(Raw lines)
+===+

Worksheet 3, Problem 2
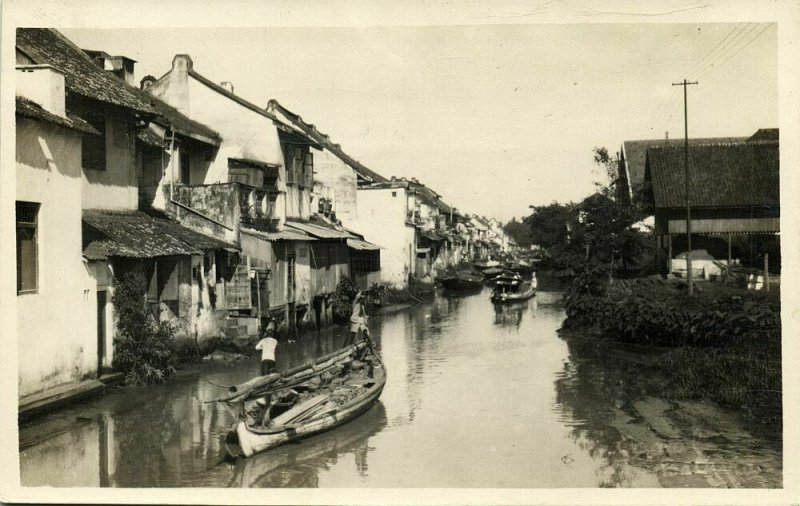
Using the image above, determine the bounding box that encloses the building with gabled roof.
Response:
[616,137,747,203]
[645,136,780,274]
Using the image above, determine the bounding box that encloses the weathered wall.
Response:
[355,188,415,288]
[148,68,285,188]
[78,107,139,210]
[16,118,98,396]
[314,151,358,227]
[169,184,241,243]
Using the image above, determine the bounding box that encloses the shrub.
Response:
[331,278,358,323]
[113,273,175,385]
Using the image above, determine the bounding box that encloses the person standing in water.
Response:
[256,317,278,376]
[344,292,369,346]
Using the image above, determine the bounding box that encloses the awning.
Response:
[347,239,381,251]
[420,230,444,242]
[286,220,355,240]
[228,158,281,179]
[82,210,234,260]
[241,228,316,241]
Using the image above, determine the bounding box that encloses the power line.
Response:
[683,23,750,75]
[648,23,746,134]
[698,24,758,76]
[700,24,772,76]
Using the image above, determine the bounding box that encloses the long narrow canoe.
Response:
[218,343,386,457]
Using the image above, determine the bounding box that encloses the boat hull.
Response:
[492,288,536,303]
[234,374,386,457]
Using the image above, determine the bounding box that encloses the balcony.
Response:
[166,183,280,233]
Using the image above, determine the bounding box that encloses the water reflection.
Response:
[228,401,387,487]
[492,298,537,330]
[20,290,780,488]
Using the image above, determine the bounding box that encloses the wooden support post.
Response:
[728,234,733,269]
[667,235,672,275]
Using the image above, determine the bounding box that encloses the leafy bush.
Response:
[331,278,358,323]
[113,273,175,385]
[565,281,781,351]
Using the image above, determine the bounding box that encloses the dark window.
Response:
[81,113,106,170]
[303,153,314,188]
[181,150,192,184]
[17,202,39,294]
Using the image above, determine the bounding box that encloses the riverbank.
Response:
[559,329,783,488]
[561,280,783,440]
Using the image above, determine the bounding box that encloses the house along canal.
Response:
[20,290,782,488]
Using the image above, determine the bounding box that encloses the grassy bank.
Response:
[562,279,782,433]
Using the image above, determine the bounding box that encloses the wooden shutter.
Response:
[303,153,314,188]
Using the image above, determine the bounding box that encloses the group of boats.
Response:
[215,255,536,458]
[216,336,386,458]
[438,258,537,303]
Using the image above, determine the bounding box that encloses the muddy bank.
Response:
[556,330,783,488]
[610,397,783,488]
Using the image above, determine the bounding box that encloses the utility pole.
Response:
[672,79,698,295]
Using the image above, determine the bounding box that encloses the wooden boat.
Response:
[472,260,500,271]
[217,340,386,457]
[492,273,536,302]
[439,271,484,290]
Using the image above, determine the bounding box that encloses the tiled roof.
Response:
[83,210,234,260]
[16,28,154,113]
[16,95,100,135]
[147,94,222,146]
[241,227,316,241]
[620,137,747,191]
[646,142,780,209]
[286,220,355,239]
[136,128,164,149]
[267,99,387,181]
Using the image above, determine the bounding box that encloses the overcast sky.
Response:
[62,20,778,221]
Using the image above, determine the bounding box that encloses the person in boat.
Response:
[256,316,278,376]
[344,292,369,346]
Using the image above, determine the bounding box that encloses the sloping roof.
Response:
[646,142,780,208]
[286,220,354,240]
[16,28,154,113]
[747,128,779,142]
[188,68,278,122]
[620,137,747,190]
[241,227,316,241]
[347,239,381,251]
[145,94,222,146]
[83,210,234,260]
[267,99,387,181]
[16,95,100,135]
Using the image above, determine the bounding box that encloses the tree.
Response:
[592,146,619,199]
[524,202,572,250]
[503,218,532,248]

+===+

Copy all the lines above word for word, leaving out the pictures.

Worksheet 3, Problem 2
Using the image above, determine the bounding box that encloses the building with gabled roof.
Response:
[616,137,747,203]
[645,136,780,274]
Using the image above, determine the bounding box that encloses the weathered wall.
Response:
[355,188,415,288]
[148,68,285,188]
[78,107,139,210]
[16,118,98,396]
[314,151,358,227]
[169,184,241,243]
Using the image above, determine the bounding box that encloses the shrub.
Response:
[331,278,358,323]
[113,273,175,385]
Using the image above, determine the bounding box that encloses the person standing in water.
Response:
[256,317,278,376]
[344,292,369,346]
Using the image above, determine the bounding box that encloses the awning.
Response:
[347,239,381,251]
[420,230,444,242]
[286,220,355,240]
[228,158,281,179]
[82,210,234,260]
[241,228,316,241]
Using the image above, determine the bounding box that encloses the power line.
Response:
[683,23,750,75]
[648,23,746,134]
[698,24,758,76]
[700,24,772,76]
Using the image above, determine the bounding box that encloses the long narrow canoe.
Response:
[218,343,386,457]
Using the image above, determine the bounding box that encloses the boat hull.
Response:
[492,288,536,303]
[234,374,386,457]
Using the image above, determine the bounding box that encloses the balcony.
Response:
[166,183,280,233]
Using the image above, determine the bounding box that encloses the water reflection.
Response:
[228,401,387,487]
[492,298,537,330]
[20,290,780,488]
Using the image above, determine the bounding box that encloses the wooden support post.
Response:
[728,234,733,269]
[667,235,672,275]
Using the image above, determine the bounding box that encloses the leafy bush.
Response:
[331,278,358,323]
[113,273,175,385]
[565,281,781,351]
Using the image above, determine the bounding box that encloses the dark window.
Response:
[81,113,106,170]
[303,153,314,188]
[181,150,192,184]
[17,202,39,294]
Using the image above, determine the bounding box that encloses the riverbank.
Response:
[559,329,783,488]
[561,280,783,440]
Using the image above, determine the bounding box that encloses the house along canal.
Response:
[20,290,782,488]
Using the image above, determine the bounding box that encloses the grassy bank.
Response:
[562,279,782,433]
Using the image above, determine the bounding box that encloses the wooden shutter.
Response:
[303,153,314,188]
Using the image above, determine the bounding box that encloses the group of boats.
Response:
[215,255,536,458]
[216,336,386,458]
[438,258,537,303]
Using the image above, determine the bounding box that encloses the muddy bank.
Response:
[556,330,783,488]
[610,397,783,488]
Using the image above, determine the bounding box that encloses the utility pole.
Response:
[672,79,698,295]
Using the image above, determine the bounding box that encloses the wooden boat.
Response:
[472,260,500,271]
[217,340,386,457]
[492,273,536,302]
[439,271,484,290]
Using the image above, determine the bounding box that encloses the tiled roof.
Response:
[83,210,234,260]
[16,28,154,113]
[16,95,100,135]
[147,94,222,146]
[241,227,316,241]
[620,137,747,191]
[646,142,780,209]
[286,220,355,239]
[136,128,164,149]
[267,99,387,181]
Using the image above, determine the bounding box that encloses the overcast sky.
Response:
[62,20,778,221]
Using the image above, determine the bounding box that encloses the person in boat.
Response:
[256,316,278,376]
[344,292,369,346]
Using the image above, determine the bounding box that encloses the sloping roof.
Response:
[646,142,780,208]
[286,220,354,240]
[16,28,154,113]
[747,128,779,142]
[188,68,278,122]
[620,137,747,190]
[241,227,316,241]
[347,239,381,251]
[145,94,222,146]
[83,210,234,260]
[267,99,387,181]
[16,95,100,135]
Using the image above, determine the bounding box that encloses the tree.
Response:
[592,146,619,199]
[524,202,572,250]
[503,218,532,248]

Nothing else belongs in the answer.